## Written instruction 1
Answer these from the excerpt on repentance:
(a) How many people were baptized on Pentecost after Peter preached?
(b) In the fire scenario, what is the first thing done after stepping out to find smoke in the hallway?
(c) In about how many minutes will the smoke be too thick for the other residents to get out?

## Source excerpt
How well do we represent the God of the Bible and His message to Israel, who said He rose up early to give them the message, if we put off doing it for days, weeks, months, or years?

On Pentecost, Peter preached repentance to the crowds, and that day 3,000 were baptized. It didn't take them weeks to repent. They did it that same day.

The kind of overcoming of personal bad habits and sins that may take a lifetime is not something that must be done first before we serve or teach others.

Picture this scenario.

Suppose you are struggling with a personal fault you need to overcome. Maybe you get angry too easily. Maybe you are finding it hard to forgive a brother. You are praying about it in your apartment by your bed late at night, maybe at 3:00 in the morning because you couldn't sleep (I know you might live in a house, but pretend you are living in a big, high-rise apartment building). But you still haven't gotten past feelings of bitterness towards your brother. You know you should forgive him from your heart, but it seems like you just can't. Every time you try to forgive, you remember what he did to you, and bitterness, resentment, and anger come flooding back into your mind. Or, it could be some other problem. Maybe you have a bad habit you are struggling with. Whatever the problem is, you have started to pray about it, but you know you have a long way to go before you have overcome it. As you are praying and meditating about this, the thought occurs to you, maybe I should go through a period of fasting to draw closer to God to get the spiritual strength I need to overcome this sin.

But all of a sudden, something happens that takes your mind off of your prayers and your meditation. You smell smoke. You cautiously open your door and peek out the doorway of your apartment, and there is smoke in the hallway, not suffocating yet, but it is increasing, fast. Someplace, you don't know where, a fire has started in your building, and you realize, because most people are asleep, you are probably the only one who knows it.

You move quickly. First you call 911 and report the fire. Then you put on your shoes and your coat, grab your money, keys, and identification, and go out the door to get out of the building before you are trapped by the smoke.

But should you warn the other people? Should you knock on doors to warn people to get out? The smoke in the hallway is not too bad yet, but it will be in a few minutes. At first you think, yes, I am supposed to love my neighbor as myself. I better pound on some doors and yell, "the building is on fire, get out while you can." But then you say to yourself, no, I need to repent first before I warn people of danger. I haven't totally overcome my sin yet, and I need to go through a period of fasting and prayer for a few weeks before I warn people about anything. Otherwise, I am guilty of trying to take the speck out of my brother's eye while I have a beam in my own. So won't warn anyone. I will save my own skin and get out of the building while I can. If these other people die they die. In about 3 minutes the smoke will be so thick they probably won't be able to get out, but that can't be helped. I won't warn them, because I am not perfect.

That really makes a lot of sense, doesn't it? Don't love your neighbor because you are not perfect yet. Don't do what God commands you because you have to "repent" first, and that takes a long time. So you are going to let those people die and then draw closer to God, not by obeying Him now, but by fasting and prayer for a long time so you can make yourself perfect.

You are thinking about saving your own skin. But you are not thinking about the suffering the families and relatives of your neighbors will feel when they have lost their loved ones permanently to the smoke and fire. And you think you can get close to God that way.

Object point labels:
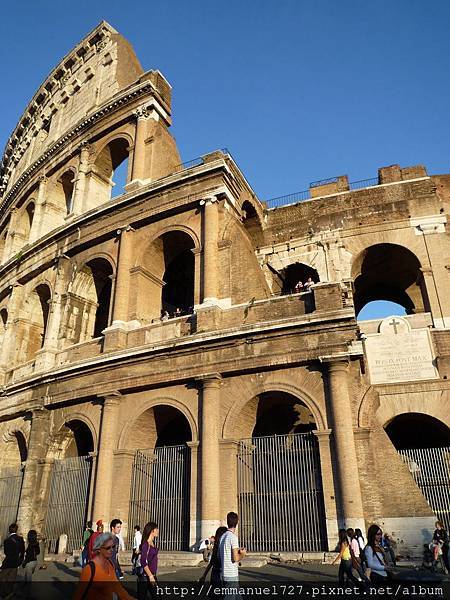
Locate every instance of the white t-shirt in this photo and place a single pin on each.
(137, 540)
(229, 568)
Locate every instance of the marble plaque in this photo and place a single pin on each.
(398, 353)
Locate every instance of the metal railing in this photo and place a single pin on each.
(306, 194)
(430, 469)
(160, 492)
(279, 479)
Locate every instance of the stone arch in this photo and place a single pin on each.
(127, 437)
(75, 436)
(164, 275)
(417, 430)
(283, 387)
(88, 308)
(114, 151)
(387, 271)
(252, 222)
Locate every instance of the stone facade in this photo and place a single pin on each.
(87, 366)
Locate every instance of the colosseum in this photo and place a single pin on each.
(177, 347)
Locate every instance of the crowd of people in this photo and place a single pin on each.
(362, 564)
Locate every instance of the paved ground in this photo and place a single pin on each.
(58, 580)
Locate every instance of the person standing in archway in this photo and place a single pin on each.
(231, 555)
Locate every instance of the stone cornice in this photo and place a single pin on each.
(82, 126)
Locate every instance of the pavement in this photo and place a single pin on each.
(58, 581)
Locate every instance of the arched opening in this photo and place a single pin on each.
(295, 273)
(417, 430)
(389, 272)
(110, 174)
(252, 224)
(161, 475)
(279, 475)
(69, 485)
(80, 441)
(33, 324)
(171, 263)
(380, 309)
(89, 302)
(423, 442)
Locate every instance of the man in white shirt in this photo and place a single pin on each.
(231, 555)
(136, 548)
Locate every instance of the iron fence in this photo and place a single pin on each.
(10, 487)
(68, 501)
(280, 494)
(160, 493)
(430, 469)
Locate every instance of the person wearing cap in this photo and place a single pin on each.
(93, 538)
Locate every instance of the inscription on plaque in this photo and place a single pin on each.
(399, 353)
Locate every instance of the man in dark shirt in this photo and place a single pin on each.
(14, 548)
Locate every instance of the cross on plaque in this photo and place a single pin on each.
(394, 324)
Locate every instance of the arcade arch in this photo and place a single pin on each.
(389, 272)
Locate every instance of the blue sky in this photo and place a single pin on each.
(297, 90)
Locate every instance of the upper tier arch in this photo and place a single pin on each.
(94, 71)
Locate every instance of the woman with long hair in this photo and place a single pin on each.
(374, 554)
(214, 562)
(345, 567)
(98, 579)
(147, 581)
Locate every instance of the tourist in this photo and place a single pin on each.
(375, 556)
(93, 537)
(389, 553)
(439, 544)
(85, 543)
(147, 581)
(345, 566)
(355, 551)
(308, 283)
(230, 554)
(14, 548)
(30, 561)
(137, 539)
(115, 528)
(214, 563)
(206, 547)
(98, 579)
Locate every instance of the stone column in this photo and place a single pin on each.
(7, 354)
(209, 454)
(194, 525)
(350, 509)
(104, 478)
(210, 250)
(138, 171)
(329, 493)
(36, 226)
(122, 287)
(80, 183)
(45, 357)
(37, 450)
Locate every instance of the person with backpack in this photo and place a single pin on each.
(14, 548)
(30, 561)
(85, 543)
(98, 579)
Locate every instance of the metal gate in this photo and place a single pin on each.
(430, 468)
(160, 492)
(68, 501)
(280, 494)
(10, 487)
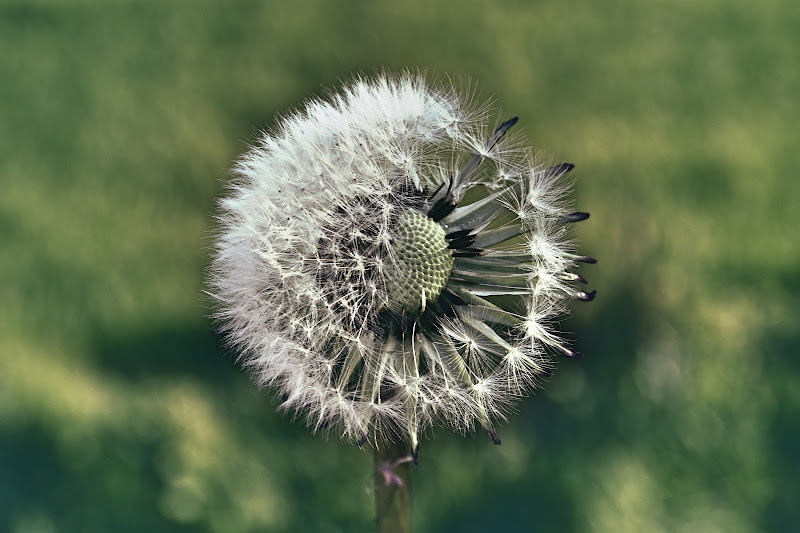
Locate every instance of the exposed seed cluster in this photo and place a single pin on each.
(355, 279)
(421, 264)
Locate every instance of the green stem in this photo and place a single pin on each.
(393, 500)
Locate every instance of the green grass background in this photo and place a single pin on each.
(120, 411)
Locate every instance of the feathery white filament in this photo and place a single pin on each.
(362, 247)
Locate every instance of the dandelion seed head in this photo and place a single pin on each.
(387, 262)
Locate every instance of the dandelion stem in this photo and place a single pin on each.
(393, 489)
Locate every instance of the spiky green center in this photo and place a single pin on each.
(421, 264)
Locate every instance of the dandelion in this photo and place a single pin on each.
(387, 263)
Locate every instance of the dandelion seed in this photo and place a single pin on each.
(386, 265)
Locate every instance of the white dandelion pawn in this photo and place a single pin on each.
(386, 264)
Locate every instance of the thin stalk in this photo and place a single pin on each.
(393, 489)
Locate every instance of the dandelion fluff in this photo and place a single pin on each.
(387, 263)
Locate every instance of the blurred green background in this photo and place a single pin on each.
(120, 411)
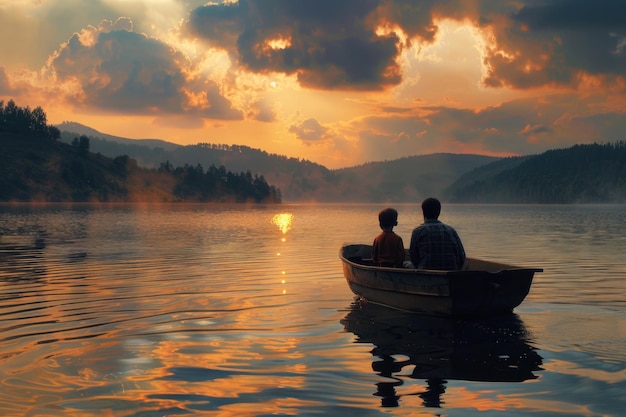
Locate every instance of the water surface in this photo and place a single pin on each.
(130, 310)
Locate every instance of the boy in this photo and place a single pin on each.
(388, 249)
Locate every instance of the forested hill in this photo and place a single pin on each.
(594, 173)
(406, 179)
(36, 166)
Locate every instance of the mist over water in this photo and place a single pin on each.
(131, 310)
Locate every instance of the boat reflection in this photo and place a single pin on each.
(437, 349)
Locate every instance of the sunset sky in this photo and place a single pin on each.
(338, 82)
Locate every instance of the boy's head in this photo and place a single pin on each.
(431, 208)
(388, 218)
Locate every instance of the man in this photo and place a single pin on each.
(435, 245)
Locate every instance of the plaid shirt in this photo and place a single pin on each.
(435, 245)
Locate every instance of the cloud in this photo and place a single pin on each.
(262, 111)
(117, 69)
(559, 41)
(327, 44)
(5, 87)
(310, 131)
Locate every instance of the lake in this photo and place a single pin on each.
(131, 310)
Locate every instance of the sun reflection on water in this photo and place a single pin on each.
(283, 221)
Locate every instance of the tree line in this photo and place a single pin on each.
(36, 166)
(15, 119)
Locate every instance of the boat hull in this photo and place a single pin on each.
(484, 288)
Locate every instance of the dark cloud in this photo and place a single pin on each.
(336, 44)
(326, 43)
(122, 70)
(560, 41)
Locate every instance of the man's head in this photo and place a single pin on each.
(431, 207)
(388, 218)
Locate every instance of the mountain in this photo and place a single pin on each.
(407, 179)
(103, 138)
(591, 173)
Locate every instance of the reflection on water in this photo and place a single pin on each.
(126, 310)
(283, 221)
(436, 349)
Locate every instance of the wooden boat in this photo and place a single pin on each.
(483, 288)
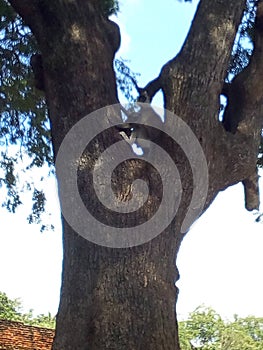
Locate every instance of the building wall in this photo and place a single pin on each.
(17, 336)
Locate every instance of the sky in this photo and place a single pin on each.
(220, 260)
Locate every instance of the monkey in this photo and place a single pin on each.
(140, 134)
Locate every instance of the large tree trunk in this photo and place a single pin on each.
(125, 298)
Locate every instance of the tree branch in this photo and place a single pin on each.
(25, 8)
(244, 110)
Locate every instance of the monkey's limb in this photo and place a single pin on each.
(147, 93)
(37, 67)
(251, 189)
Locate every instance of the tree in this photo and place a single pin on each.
(124, 298)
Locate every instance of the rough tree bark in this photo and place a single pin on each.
(125, 298)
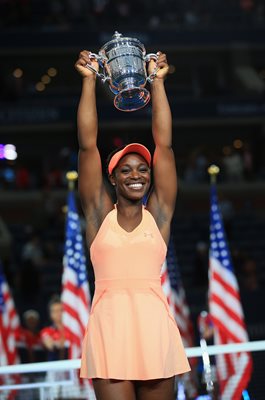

## Written instruction 2
Please retype the rows that open with the line containing "Locate every instance of the dark" and close with the last of the rows, keeping both ends and omitting the pictures.

## Final answer 1
(a) 3,000
(b) Calling 911 to report the fire
(c) About 3 minutes

## Final answer 2
Locate every instance of the dark cloud in this photo and place a single pin on each.
(336, 44)
(326, 43)
(122, 70)
(560, 41)
Locate every instance of the man's head in this photo and place a single pin on each.
(431, 207)
(388, 218)
Locate every instance of the mountain in this photo and place a single pin on each.
(407, 179)
(103, 138)
(591, 173)
Locate every instance of the reflection on water in this photo and place a single pin on each.
(126, 310)
(283, 221)
(436, 349)
Locate every instance of the wooden boat in this photo and place a single pin on each.
(483, 288)
Locate every instance of the building wall in this photo and place a single pin on each.
(17, 336)
Locate every instance of the sky in this photo and place a single pin on each.
(220, 260)
Locate every instance of the monkey in this photo and place a single pin on each.
(140, 134)
Locate every instance of the large tree trunk in this photo and place a single pin on each.
(125, 298)
Locate every instance of the tree branch in this photo and place a single pin on each.
(25, 8)
(244, 110)
Locate every instance of the monkey's limb in this photo and place a single pin on each.
(147, 93)
(37, 67)
(251, 189)
Locate every instance of the tree in this photo and place a single pin on each.
(124, 298)
Locate every instance of the rough tree bark in this photo and place a single pin on each.
(125, 298)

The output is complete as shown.